▼

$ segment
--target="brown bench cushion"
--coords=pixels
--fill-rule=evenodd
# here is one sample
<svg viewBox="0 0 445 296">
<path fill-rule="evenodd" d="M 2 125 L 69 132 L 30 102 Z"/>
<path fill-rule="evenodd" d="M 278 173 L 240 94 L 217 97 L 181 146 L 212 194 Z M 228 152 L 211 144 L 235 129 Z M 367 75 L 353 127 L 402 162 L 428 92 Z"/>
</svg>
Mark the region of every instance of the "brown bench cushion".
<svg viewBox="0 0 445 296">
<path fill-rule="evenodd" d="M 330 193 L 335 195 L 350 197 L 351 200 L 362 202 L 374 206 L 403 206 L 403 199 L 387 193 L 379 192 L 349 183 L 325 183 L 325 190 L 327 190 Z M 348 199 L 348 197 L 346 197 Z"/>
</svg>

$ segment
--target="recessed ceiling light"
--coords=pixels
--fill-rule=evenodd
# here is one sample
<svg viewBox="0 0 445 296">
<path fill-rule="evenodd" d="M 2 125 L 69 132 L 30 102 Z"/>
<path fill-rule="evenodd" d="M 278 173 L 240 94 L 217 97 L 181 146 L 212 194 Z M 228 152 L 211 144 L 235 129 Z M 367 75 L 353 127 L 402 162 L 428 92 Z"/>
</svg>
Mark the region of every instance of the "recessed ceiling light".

▲

## What the exercise asks:
Reproduce all of the records above character for character, with nothing added or left out.

## Exercise response:
$ segment
--target="brown bench cushion"
--coords=pixels
--fill-rule=evenodd
# here is one sample
<svg viewBox="0 0 445 296">
<path fill-rule="evenodd" d="M 2 125 L 69 132 L 30 102 Z"/>
<path fill-rule="evenodd" d="M 278 173 L 240 94 L 217 97 L 181 146 L 212 194 Z M 228 152 L 211 144 L 235 129 Z M 367 75 L 353 127 L 402 162 L 428 92 Z"/>
</svg>
Mark the region of every instance of the "brown bench cushion".
<svg viewBox="0 0 445 296">
<path fill-rule="evenodd" d="M 330 193 L 335 195 L 350 197 L 351 200 L 362 202 L 374 206 L 403 206 L 403 199 L 387 193 L 379 192 L 349 183 L 325 183 L 325 190 L 327 190 Z M 348 199 L 348 197 L 346 197 Z"/>
</svg>

$ segment
--target="recessed ceiling light"
--coords=pixels
--fill-rule=evenodd
# here is one sample
<svg viewBox="0 0 445 296">
<path fill-rule="evenodd" d="M 2 125 L 69 132 L 30 102 Z"/>
<path fill-rule="evenodd" d="M 278 173 L 240 94 L 217 97 L 181 146 L 212 194 Z M 228 152 L 211 144 L 235 129 Z M 367 75 L 353 127 L 402 162 L 428 92 Z"/>
</svg>
Mark the region of every instance of the "recessed ceiling light".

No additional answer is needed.